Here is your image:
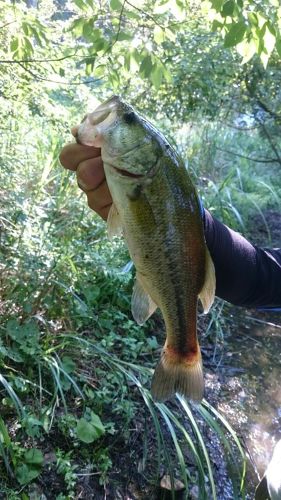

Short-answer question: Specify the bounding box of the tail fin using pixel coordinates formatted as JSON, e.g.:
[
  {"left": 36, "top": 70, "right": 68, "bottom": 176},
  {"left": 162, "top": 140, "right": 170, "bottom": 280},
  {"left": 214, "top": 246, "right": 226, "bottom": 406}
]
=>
[{"left": 151, "top": 346, "right": 204, "bottom": 402}]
+ + + +
CHALLENGE → Could you write out all the records again, requests included, shifting every bounding-box coordinate in the answers by -30 and leaving the sample coordinates inside the requests unchanged? Leave the pictures out.

EXERCISE SOLUTION →
Here is your image:

Short-answer question: Specify the bounding box of the tail fin using pixel coordinates formatted as JSON, e.g.:
[
  {"left": 36, "top": 70, "right": 68, "bottom": 176},
  {"left": 162, "top": 140, "right": 170, "bottom": 280},
  {"left": 214, "top": 246, "right": 226, "bottom": 406}
]
=>
[{"left": 121, "top": 316, "right": 174, "bottom": 372}]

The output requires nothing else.